(Stored records)
┄┄┄┄┄┄┄┄┄┄┄┄┄┄┄┄┄┄┄┄

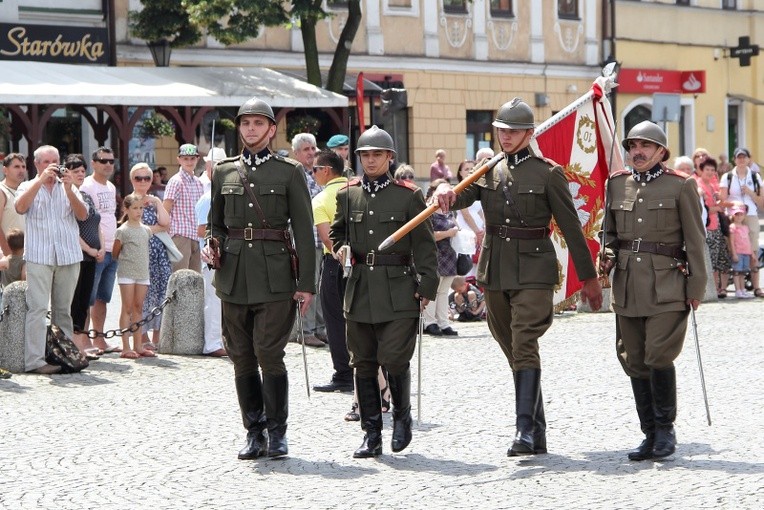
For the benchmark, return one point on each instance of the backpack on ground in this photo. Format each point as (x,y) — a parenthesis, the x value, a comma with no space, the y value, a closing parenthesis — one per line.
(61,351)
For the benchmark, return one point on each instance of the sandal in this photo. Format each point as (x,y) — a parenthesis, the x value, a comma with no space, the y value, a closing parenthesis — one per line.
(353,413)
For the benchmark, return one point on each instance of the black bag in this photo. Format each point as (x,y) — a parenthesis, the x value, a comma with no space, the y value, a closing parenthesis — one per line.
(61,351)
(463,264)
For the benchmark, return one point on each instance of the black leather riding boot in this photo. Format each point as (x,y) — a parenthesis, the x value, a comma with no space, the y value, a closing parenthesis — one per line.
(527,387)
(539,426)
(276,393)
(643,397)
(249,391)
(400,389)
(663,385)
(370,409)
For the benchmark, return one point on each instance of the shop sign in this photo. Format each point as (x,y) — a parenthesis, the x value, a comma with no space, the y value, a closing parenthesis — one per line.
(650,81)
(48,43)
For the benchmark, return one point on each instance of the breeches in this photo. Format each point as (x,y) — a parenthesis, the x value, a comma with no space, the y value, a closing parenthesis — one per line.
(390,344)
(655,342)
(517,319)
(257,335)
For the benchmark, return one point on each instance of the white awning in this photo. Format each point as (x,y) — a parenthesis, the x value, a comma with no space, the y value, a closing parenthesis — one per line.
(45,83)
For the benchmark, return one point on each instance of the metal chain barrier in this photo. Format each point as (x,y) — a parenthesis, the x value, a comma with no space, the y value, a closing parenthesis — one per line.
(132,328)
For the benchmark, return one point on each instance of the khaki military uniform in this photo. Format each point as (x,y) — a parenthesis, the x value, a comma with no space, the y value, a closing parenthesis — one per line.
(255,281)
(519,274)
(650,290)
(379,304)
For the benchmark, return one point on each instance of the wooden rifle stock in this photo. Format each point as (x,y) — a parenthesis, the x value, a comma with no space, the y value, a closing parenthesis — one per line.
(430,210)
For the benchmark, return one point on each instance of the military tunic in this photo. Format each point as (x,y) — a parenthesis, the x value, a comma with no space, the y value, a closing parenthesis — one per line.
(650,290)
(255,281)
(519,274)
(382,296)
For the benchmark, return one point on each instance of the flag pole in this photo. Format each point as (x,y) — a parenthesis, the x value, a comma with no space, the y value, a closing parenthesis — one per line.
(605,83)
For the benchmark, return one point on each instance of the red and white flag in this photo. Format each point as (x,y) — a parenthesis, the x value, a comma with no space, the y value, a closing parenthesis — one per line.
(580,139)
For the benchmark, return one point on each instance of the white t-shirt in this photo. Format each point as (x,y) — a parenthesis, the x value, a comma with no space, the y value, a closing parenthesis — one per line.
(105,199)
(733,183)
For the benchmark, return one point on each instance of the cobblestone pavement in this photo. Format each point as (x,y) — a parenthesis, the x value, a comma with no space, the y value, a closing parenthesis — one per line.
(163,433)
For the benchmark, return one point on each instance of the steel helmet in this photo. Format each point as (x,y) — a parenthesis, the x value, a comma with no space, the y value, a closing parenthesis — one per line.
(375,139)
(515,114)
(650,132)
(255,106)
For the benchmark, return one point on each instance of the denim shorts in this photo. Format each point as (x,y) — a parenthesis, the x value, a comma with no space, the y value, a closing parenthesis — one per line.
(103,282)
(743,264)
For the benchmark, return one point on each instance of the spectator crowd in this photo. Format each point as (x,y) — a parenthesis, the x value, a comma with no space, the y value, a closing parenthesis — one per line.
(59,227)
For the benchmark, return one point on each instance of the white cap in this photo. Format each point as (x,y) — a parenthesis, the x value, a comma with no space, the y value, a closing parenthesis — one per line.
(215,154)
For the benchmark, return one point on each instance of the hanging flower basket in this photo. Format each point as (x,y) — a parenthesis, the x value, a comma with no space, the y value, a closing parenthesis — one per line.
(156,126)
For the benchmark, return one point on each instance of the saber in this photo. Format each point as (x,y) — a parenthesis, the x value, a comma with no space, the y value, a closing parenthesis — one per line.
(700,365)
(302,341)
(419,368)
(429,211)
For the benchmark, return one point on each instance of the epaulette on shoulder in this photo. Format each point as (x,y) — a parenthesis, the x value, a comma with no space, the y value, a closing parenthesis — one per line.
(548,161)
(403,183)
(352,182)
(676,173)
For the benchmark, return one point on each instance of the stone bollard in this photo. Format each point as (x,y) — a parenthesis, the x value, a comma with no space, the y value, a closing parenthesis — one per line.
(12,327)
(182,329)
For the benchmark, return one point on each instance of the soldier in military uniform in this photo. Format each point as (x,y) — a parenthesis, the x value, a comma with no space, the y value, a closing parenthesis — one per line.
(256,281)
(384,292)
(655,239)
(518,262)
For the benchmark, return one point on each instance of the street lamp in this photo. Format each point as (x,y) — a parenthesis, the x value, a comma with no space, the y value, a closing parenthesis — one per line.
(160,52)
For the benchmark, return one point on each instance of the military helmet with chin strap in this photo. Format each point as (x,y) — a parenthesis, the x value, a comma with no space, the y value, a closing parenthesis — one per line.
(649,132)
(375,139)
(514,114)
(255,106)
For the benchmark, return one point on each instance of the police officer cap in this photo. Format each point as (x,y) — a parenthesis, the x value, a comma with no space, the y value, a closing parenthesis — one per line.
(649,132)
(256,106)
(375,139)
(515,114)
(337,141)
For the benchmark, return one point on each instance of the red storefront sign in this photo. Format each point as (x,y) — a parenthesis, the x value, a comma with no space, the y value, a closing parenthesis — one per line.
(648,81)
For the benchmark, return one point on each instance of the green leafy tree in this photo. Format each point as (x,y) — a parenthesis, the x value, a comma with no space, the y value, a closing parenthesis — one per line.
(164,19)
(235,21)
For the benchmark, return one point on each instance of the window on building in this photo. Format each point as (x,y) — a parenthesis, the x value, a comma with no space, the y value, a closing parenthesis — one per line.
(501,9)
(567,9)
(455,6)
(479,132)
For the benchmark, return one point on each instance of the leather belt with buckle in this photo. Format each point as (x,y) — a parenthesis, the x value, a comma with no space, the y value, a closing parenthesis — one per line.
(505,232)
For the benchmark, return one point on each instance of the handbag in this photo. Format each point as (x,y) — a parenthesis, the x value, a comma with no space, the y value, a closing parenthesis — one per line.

┄┄┄┄┄┄┄┄┄┄┄┄┄┄┄┄┄┄┄┄

- _Written exercise_:
Reproduce the lines of the entries above exactly, but only from the line containing "of the leather" through the final line.

- _Result_:
For the benchmark, return one point on each instance of the leather belt with buckle in this photo. Format each point as (x,y) — a parenthesis, the x value, a comma with no space, the y value, a closing parenthesis — one per line.
(505,232)
For the benchmark, return one point on each instance of the handbag in this photo. Format each point as (x,y) — a parenthesis, the x value, a comma with no space, the y value, a closing parenthesis — one per line.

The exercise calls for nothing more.